***** AVAILABLE RECORDS *****

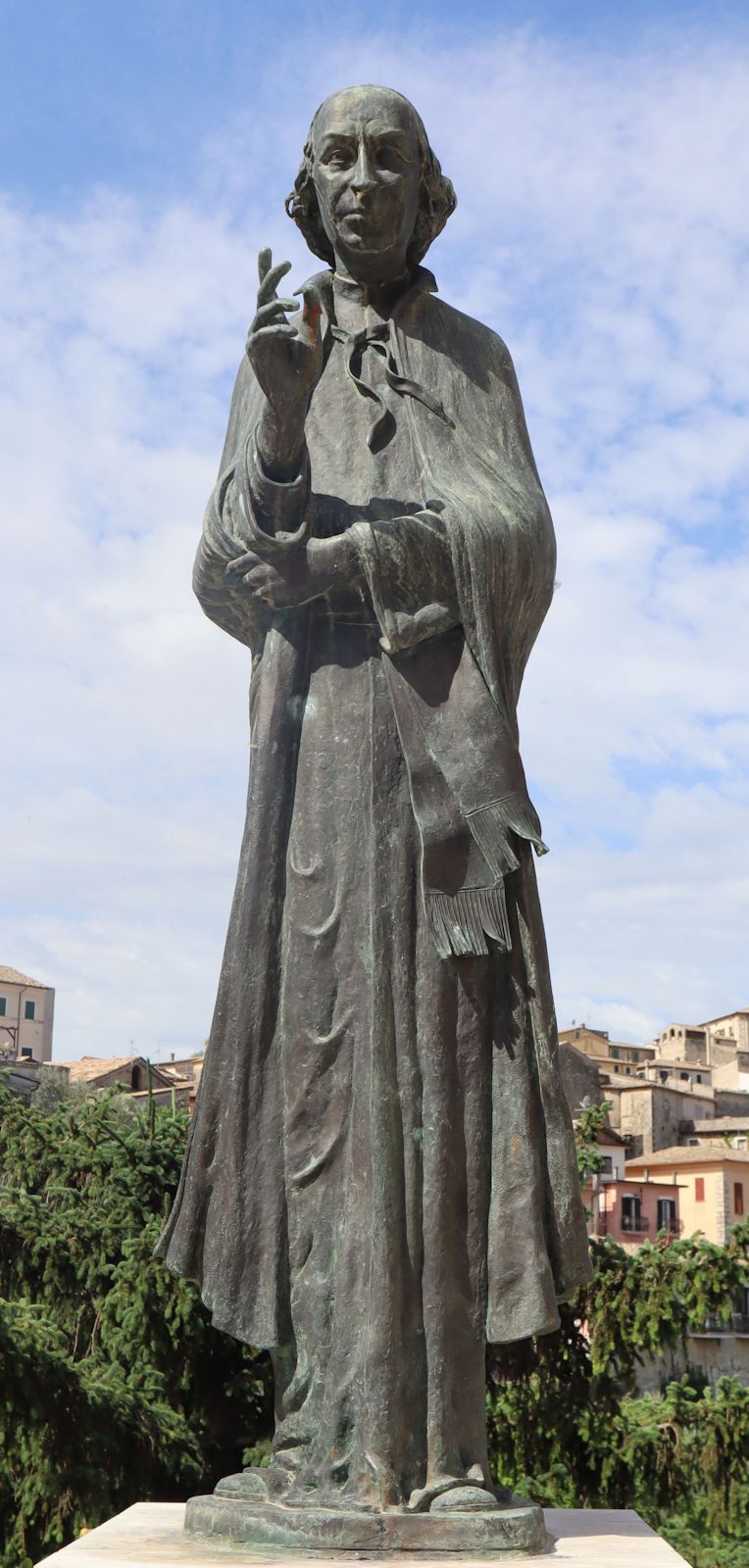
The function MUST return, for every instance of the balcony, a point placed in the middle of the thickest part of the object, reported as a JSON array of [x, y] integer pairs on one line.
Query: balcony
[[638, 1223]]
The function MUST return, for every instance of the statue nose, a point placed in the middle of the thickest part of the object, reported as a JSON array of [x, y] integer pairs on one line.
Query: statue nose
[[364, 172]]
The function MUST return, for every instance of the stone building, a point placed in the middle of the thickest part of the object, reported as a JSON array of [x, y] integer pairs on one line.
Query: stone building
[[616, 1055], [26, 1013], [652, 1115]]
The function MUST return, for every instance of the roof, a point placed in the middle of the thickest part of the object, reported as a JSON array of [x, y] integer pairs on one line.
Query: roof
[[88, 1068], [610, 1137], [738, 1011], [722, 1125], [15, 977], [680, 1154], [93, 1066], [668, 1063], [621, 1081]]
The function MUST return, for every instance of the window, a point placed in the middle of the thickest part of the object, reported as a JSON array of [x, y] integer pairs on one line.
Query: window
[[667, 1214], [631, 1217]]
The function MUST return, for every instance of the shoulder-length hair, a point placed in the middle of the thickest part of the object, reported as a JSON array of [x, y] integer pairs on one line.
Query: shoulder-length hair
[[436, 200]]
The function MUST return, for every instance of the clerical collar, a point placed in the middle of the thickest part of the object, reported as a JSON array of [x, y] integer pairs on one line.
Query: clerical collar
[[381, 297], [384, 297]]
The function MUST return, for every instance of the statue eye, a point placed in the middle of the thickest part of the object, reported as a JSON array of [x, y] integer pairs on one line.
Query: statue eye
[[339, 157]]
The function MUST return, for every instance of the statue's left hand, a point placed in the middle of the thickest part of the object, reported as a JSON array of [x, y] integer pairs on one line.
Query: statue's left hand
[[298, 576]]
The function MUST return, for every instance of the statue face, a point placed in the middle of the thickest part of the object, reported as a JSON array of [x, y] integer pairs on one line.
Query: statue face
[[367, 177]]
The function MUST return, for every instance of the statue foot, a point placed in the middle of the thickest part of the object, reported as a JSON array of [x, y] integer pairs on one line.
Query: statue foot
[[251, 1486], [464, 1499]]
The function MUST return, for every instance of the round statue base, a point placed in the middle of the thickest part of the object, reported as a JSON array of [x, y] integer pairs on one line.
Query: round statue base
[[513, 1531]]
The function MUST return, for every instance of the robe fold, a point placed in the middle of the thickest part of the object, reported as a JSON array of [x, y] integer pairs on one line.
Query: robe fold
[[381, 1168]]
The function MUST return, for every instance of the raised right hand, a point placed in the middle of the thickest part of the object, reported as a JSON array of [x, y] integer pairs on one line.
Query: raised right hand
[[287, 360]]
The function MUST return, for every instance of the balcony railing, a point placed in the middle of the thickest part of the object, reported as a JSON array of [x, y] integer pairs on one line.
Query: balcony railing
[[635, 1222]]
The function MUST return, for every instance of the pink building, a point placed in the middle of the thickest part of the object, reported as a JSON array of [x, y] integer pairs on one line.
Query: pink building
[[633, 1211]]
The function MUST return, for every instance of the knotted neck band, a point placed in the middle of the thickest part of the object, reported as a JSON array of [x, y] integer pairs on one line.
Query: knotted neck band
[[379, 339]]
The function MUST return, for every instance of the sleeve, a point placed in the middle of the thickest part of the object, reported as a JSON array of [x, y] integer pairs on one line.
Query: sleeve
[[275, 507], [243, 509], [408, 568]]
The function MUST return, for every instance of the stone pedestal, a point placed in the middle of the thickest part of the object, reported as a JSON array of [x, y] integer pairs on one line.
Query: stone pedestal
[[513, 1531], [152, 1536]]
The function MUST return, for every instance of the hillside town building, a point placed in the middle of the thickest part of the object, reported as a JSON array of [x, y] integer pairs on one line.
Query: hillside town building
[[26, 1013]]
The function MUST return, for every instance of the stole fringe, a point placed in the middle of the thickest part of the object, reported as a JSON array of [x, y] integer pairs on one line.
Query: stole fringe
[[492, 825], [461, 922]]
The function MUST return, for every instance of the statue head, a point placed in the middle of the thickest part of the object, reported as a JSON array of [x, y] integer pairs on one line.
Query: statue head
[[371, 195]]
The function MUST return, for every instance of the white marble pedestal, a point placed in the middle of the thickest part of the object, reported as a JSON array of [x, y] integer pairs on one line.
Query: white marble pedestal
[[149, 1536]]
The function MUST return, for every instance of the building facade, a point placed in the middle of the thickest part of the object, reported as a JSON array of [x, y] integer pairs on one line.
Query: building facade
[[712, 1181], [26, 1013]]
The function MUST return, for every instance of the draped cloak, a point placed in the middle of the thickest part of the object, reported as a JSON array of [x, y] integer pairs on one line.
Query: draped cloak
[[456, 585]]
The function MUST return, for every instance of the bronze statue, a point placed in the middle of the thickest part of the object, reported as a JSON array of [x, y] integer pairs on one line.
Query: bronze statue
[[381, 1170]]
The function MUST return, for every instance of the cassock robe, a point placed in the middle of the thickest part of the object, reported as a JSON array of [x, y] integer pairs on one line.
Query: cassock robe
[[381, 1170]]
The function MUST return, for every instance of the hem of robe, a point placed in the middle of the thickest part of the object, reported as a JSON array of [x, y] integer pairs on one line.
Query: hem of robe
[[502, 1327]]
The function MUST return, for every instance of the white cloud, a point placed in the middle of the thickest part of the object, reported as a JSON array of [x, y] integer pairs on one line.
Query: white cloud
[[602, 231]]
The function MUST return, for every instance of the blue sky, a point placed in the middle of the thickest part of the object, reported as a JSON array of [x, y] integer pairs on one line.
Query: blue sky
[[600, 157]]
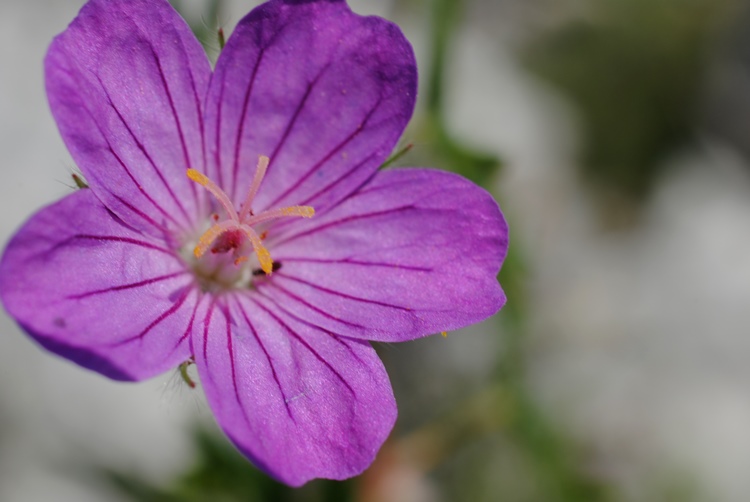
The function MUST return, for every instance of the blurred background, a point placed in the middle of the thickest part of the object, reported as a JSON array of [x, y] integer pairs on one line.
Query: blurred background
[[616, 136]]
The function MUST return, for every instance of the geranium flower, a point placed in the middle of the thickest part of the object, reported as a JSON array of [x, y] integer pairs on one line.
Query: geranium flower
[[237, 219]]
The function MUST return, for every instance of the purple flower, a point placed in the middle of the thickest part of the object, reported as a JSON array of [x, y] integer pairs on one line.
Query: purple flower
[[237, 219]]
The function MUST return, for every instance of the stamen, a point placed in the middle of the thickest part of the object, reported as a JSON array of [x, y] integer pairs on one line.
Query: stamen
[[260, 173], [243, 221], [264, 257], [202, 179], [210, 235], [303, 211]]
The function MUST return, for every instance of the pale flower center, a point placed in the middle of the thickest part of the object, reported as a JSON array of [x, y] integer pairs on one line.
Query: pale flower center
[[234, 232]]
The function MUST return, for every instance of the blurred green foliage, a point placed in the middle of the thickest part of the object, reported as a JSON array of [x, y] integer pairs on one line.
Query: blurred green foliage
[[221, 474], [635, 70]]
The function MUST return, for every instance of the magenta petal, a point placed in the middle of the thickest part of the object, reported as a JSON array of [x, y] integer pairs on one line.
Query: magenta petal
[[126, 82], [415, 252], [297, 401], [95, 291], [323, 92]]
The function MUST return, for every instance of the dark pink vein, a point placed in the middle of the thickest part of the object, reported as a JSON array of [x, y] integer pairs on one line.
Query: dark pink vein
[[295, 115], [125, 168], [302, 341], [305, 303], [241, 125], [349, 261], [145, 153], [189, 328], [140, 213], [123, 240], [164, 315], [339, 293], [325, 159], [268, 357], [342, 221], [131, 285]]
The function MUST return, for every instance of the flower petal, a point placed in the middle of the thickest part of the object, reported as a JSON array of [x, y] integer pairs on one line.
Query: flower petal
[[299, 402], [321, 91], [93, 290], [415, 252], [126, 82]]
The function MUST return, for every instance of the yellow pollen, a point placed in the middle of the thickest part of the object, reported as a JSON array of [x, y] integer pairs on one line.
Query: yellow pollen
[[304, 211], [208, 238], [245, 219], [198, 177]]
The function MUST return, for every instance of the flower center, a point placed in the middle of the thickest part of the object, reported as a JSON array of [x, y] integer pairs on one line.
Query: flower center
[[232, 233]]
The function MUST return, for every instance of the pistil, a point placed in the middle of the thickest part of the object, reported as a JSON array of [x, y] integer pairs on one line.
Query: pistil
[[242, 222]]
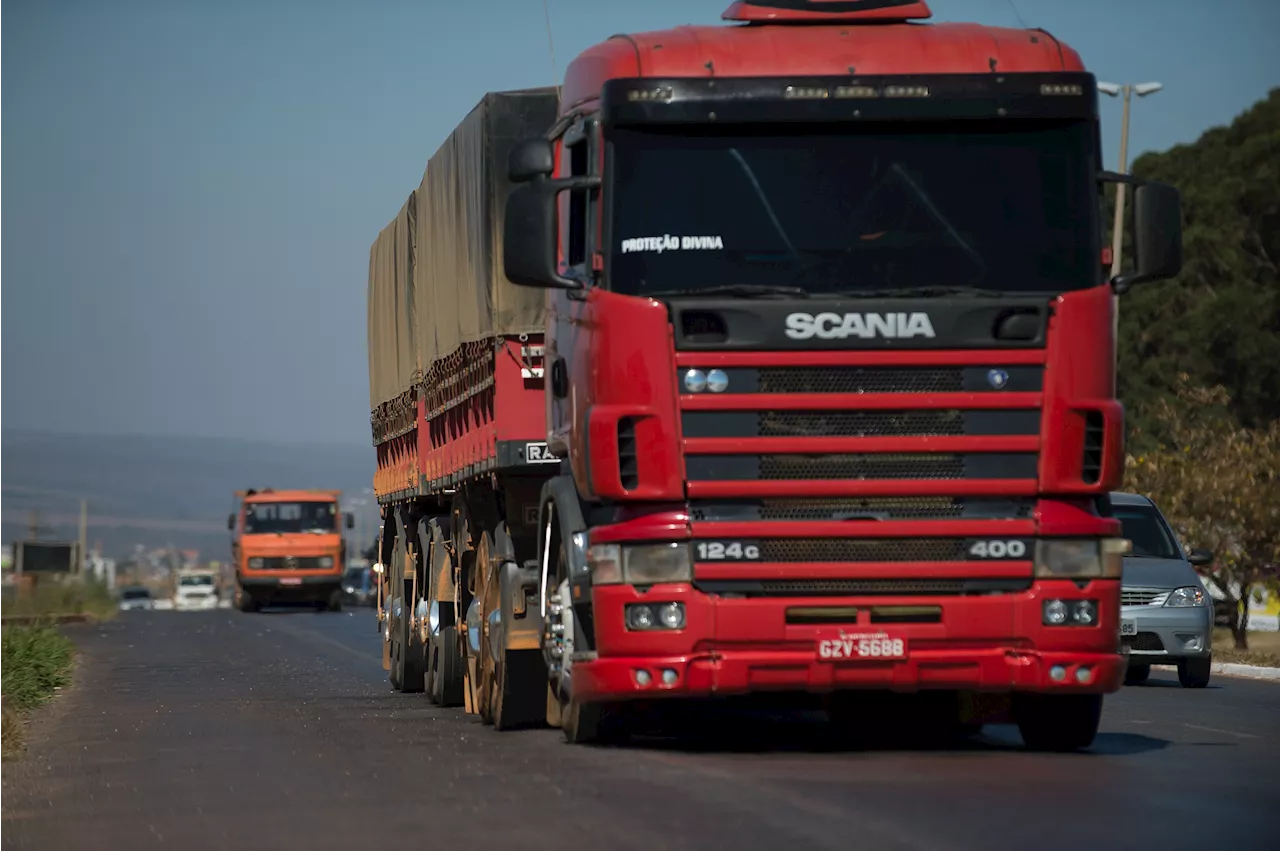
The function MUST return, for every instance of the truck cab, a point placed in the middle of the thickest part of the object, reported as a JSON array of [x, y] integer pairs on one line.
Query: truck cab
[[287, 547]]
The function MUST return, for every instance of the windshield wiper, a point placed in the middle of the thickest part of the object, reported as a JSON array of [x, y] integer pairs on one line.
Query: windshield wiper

*****

Starting at the line that contains "the flower center, a", write out every line through the end of the entries, both ends included, without any pictures.

**SOLUTION FOR THIS PROBLEM**
The function MUST return, for every instance of the flower center, a point placed in the middle of the thickest part of the object, reported as a JSON array of [x, y] integer pairs on one line.
Query: flower center
[[232, 233]]
The function MUST return, for every instance of the pistil, a point placed in the middle of the thickest part of the object, reported as a JSON array of [x, y] integer pairs on one line.
Query: pistil
[[242, 222]]
The function MUST return, for every instance of the truck cab, a point placed in the middle of the thickest part of the object, reported as a JSON array of [x, y] integer pairs on one line.
Query: truck cab
[[287, 547]]
The function MUST return, for every instance of the windshield wiper, a point placed in the middle of the thickest part of the object, reported as a JSON array of [x, y] integer pairs on one line.
Query: windshield wiper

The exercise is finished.